**Your task**
Within the records below, filter for lines carrying the word "curtain" and copy them.

[Dataset records]
________________
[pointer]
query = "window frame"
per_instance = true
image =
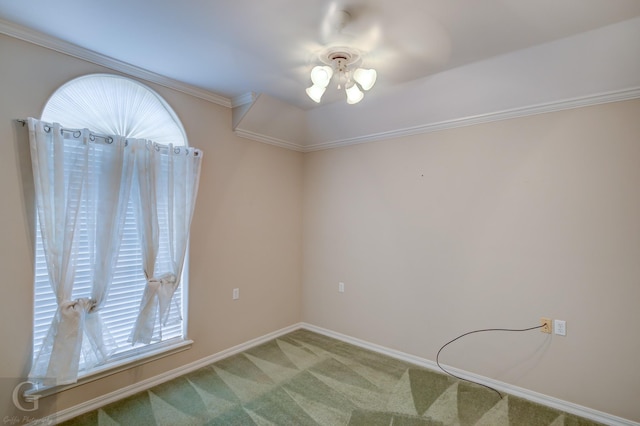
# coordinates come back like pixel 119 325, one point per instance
pixel 140 353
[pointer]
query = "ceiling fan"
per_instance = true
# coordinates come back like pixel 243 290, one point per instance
pixel 357 43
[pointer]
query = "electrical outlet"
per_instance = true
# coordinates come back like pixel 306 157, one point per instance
pixel 546 325
pixel 560 327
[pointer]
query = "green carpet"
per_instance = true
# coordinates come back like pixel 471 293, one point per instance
pixel 304 378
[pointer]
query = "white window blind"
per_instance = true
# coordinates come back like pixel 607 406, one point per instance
pixel 121 309
pixel 111 104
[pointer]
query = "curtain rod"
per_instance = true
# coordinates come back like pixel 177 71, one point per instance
pixel 109 139
pixel 76 132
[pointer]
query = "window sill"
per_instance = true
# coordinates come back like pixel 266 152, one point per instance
pixel 115 366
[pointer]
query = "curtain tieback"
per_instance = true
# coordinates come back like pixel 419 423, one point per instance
pixel 75 307
pixel 157 283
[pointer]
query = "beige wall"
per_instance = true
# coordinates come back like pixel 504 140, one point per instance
pixel 493 225
pixel 246 230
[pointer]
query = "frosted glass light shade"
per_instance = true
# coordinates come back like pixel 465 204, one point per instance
pixel 365 78
pixel 321 75
pixel 315 92
pixel 354 95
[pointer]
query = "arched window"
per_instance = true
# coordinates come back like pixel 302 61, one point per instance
pixel 114 105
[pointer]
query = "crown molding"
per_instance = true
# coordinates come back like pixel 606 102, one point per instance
pixel 26 34
pixel 269 140
pixel 247 98
pixel 590 100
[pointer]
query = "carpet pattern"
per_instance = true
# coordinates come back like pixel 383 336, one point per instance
pixel 304 378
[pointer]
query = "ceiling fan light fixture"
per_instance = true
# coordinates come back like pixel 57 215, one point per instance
pixel 354 94
pixel 341 65
pixel 321 75
pixel 315 92
pixel 366 78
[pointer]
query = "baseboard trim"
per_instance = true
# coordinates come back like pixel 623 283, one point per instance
pixel 539 398
pixel 143 385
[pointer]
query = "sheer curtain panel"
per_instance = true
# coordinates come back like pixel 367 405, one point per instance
pixel 82 183
pixel 85 183
pixel 167 184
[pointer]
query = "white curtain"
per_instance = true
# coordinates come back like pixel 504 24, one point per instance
pixel 83 183
pixel 74 170
pixel 167 184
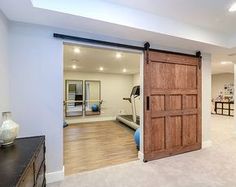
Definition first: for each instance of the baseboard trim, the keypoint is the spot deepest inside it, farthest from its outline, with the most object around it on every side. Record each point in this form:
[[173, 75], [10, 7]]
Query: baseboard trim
[[89, 119], [206, 144], [55, 176], [140, 156]]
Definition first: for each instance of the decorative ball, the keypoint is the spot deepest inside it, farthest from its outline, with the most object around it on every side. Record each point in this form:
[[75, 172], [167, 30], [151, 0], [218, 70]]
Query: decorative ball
[[95, 108], [137, 137]]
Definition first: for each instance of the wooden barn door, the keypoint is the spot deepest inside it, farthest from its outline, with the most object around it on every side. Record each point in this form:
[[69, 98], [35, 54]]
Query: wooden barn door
[[172, 114]]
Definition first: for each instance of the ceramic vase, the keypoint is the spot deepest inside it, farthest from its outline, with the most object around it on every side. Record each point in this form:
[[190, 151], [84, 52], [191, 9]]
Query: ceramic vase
[[8, 130]]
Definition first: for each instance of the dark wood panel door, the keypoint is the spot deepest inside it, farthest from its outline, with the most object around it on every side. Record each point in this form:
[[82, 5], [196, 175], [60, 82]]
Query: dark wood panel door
[[172, 116]]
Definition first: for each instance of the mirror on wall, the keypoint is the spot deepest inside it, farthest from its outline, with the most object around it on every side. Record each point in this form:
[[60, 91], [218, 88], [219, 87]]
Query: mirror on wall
[[92, 97], [74, 98]]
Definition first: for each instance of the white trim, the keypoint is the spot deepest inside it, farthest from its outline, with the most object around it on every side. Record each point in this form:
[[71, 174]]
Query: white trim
[[206, 144], [89, 119], [55, 176], [140, 156]]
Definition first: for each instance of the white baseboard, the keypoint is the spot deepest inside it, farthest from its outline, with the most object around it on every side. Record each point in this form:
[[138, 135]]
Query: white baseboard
[[55, 176], [206, 144], [140, 156], [89, 119]]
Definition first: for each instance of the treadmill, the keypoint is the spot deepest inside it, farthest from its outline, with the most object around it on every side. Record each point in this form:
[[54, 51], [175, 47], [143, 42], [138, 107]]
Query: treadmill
[[133, 120]]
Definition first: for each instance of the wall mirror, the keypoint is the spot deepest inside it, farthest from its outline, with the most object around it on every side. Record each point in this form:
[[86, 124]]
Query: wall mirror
[[92, 97], [74, 98]]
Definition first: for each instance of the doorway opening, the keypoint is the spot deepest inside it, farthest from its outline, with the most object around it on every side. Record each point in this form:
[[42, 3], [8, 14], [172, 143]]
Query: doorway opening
[[222, 99], [103, 108]]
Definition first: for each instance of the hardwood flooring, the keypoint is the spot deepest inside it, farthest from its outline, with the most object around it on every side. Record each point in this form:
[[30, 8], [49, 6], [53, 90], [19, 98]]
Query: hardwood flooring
[[90, 146]]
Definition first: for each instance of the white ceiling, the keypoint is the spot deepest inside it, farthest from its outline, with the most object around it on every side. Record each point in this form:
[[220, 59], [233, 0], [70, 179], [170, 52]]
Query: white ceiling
[[90, 59], [180, 25], [210, 14]]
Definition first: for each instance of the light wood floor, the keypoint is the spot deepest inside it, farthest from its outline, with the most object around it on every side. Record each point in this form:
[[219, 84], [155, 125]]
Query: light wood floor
[[90, 146]]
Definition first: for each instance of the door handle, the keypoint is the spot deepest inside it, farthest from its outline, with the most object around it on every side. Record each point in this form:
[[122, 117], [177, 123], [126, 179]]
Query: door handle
[[148, 103]]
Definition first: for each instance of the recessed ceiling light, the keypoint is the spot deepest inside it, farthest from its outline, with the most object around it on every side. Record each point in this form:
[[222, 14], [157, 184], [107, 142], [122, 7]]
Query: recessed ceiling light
[[232, 8], [226, 62], [76, 50], [118, 55]]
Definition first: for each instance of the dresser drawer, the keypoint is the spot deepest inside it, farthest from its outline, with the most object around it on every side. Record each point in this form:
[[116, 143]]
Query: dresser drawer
[[28, 178], [40, 179], [38, 161]]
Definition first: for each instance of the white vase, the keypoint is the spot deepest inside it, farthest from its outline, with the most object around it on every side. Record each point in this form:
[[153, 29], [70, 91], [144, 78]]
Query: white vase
[[8, 130]]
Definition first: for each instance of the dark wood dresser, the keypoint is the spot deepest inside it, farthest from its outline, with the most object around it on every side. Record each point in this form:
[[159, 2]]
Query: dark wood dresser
[[23, 164]]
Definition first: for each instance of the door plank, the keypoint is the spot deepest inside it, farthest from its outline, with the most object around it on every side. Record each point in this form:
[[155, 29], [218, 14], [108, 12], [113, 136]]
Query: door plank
[[172, 125]]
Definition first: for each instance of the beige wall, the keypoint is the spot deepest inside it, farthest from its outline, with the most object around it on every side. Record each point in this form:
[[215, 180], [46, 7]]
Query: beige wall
[[114, 87], [218, 82], [4, 67]]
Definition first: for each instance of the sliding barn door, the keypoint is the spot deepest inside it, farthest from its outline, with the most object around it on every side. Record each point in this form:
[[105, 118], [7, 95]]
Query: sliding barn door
[[172, 114]]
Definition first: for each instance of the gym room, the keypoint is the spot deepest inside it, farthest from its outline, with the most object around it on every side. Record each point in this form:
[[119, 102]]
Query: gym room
[[102, 100]]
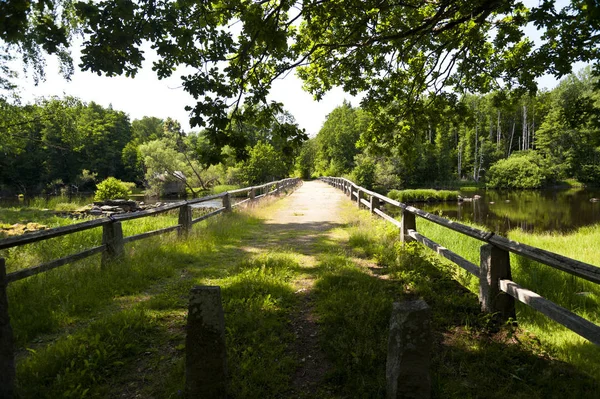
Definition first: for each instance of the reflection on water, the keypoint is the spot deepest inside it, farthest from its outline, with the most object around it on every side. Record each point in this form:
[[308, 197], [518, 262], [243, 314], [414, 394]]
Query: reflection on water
[[533, 210]]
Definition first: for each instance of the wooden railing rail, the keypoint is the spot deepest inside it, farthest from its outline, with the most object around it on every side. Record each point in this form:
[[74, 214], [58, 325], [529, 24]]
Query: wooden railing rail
[[497, 291], [113, 240], [112, 248]]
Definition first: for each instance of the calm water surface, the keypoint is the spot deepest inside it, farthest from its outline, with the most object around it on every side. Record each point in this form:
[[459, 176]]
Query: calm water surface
[[532, 210]]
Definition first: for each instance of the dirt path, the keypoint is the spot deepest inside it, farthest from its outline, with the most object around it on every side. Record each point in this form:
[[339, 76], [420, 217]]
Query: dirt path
[[313, 206], [299, 221]]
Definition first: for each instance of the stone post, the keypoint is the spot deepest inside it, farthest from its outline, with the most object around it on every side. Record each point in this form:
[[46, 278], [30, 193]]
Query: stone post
[[408, 222], [7, 348], [112, 237], [185, 219], [227, 202], [409, 347], [205, 356], [495, 266]]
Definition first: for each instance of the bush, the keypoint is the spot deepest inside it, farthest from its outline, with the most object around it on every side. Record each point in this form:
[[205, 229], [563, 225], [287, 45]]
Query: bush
[[525, 169], [423, 195], [111, 188], [364, 172], [589, 174]]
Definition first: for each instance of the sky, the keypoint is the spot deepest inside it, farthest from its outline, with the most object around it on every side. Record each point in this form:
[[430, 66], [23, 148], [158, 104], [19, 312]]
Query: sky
[[145, 95]]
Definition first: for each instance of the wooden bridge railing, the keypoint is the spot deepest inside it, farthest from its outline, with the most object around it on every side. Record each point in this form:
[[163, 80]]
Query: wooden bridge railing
[[497, 291], [112, 247]]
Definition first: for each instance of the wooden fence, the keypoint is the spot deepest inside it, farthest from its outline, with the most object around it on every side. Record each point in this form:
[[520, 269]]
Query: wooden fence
[[497, 291], [112, 247]]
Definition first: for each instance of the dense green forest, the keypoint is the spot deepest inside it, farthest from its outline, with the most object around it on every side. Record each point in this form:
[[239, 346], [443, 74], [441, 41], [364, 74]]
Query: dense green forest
[[503, 139], [59, 145]]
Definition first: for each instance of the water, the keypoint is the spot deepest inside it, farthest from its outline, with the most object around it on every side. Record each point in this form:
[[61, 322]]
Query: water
[[537, 211]]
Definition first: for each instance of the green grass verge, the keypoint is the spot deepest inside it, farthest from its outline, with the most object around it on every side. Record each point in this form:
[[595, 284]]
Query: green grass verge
[[575, 294], [121, 331], [423, 195], [471, 356]]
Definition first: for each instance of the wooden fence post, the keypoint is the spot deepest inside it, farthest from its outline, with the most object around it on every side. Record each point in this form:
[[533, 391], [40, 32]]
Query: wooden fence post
[[205, 356], [407, 222], [227, 202], [7, 349], [495, 266], [185, 220], [409, 351], [112, 237], [374, 204]]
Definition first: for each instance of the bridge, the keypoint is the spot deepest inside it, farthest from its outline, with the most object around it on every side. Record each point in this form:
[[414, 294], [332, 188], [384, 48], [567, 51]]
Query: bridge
[[328, 286]]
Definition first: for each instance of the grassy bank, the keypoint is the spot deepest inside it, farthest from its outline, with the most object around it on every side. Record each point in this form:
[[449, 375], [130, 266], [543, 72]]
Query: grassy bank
[[575, 294], [121, 331], [423, 195]]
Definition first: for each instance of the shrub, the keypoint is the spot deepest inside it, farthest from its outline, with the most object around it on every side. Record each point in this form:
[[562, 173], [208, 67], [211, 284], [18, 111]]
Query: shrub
[[589, 174], [422, 195], [364, 172], [525, 169], [111, 188]]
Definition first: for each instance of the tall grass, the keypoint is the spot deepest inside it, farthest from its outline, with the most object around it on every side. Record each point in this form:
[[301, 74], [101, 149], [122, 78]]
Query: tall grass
[[423, 195], [576, 294]]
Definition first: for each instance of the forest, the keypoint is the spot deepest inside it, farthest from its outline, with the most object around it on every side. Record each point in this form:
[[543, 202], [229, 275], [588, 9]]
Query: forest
[[66, 146], [501, 139]]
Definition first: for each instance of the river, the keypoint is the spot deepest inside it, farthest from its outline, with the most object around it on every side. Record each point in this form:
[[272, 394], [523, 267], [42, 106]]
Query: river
[[550, 210]]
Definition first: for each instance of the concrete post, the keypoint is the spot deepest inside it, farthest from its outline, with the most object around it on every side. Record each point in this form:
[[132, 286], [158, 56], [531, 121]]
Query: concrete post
[[112, 237], [409, 347], [408, 222], [185, 220], [227, 202], [495, 266], [205, 356], [7, 349]]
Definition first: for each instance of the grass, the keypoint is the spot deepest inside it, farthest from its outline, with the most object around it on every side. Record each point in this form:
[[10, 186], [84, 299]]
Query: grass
[[87, 332], [471, 356], [576, 294], [423, 195]]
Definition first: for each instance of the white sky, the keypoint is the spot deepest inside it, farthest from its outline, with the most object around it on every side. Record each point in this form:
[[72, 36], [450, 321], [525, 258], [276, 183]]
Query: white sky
[[145, 95]]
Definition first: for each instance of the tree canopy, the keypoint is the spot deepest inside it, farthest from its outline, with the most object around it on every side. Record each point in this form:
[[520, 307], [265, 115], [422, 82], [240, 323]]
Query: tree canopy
[[395, 51]]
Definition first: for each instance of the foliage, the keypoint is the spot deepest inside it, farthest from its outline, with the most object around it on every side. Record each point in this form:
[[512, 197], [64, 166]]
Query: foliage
[[423, 195], [263, 165], [394, 53], [521, 170], [363, 173], [111, 188], [306, 159], [336, 141]]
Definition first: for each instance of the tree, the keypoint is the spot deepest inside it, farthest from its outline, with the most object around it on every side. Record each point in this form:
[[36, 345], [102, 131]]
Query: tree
[[264, 164], [35, 28], [336, 141], [393, 51]]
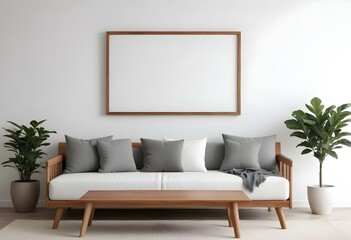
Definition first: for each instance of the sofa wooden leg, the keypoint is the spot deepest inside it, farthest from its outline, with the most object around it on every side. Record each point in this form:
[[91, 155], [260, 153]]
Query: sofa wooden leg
[[230, 217], [57, 218], [281, 217]]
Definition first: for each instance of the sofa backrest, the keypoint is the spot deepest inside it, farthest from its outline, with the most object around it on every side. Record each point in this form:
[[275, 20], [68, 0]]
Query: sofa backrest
[[213, 158]]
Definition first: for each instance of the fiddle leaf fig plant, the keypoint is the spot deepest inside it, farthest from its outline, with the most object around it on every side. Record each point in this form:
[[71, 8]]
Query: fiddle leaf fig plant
[[26, 142], [321, 130]]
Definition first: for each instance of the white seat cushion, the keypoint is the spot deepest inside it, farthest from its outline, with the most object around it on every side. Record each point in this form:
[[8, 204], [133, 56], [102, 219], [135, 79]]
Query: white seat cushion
[[74, 185], [274, 188]]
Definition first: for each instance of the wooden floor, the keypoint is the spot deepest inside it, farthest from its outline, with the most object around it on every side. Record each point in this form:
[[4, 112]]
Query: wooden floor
[[340, 216]]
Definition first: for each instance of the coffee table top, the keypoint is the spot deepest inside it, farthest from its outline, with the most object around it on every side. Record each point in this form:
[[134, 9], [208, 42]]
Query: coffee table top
[[144, 196]]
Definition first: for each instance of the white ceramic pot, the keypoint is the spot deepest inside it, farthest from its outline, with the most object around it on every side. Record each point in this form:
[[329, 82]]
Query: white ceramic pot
[[321, 199]]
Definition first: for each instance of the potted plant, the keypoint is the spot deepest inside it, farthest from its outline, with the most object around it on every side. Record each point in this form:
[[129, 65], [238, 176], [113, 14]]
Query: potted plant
[[321, 131], [26, 142]]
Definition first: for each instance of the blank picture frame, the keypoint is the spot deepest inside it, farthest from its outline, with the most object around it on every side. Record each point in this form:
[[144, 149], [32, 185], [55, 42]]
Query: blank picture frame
[[173, 73]]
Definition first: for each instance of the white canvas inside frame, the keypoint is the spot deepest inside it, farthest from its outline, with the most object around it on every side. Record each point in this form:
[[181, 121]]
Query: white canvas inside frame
[[173, 73]]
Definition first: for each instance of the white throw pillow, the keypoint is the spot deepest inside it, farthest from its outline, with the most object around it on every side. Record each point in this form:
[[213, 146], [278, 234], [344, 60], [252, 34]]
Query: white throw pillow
[[193, 154]]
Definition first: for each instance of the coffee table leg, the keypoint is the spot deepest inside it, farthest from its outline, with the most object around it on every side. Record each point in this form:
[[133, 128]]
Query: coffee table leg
[[86, 218], [91, 217], [57, 219], [235, 212]]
________________
**Worked solution**
query = "curtain rod"
query = "curtain tieback"
query = "sheer curtain panel"
query = "white curtain"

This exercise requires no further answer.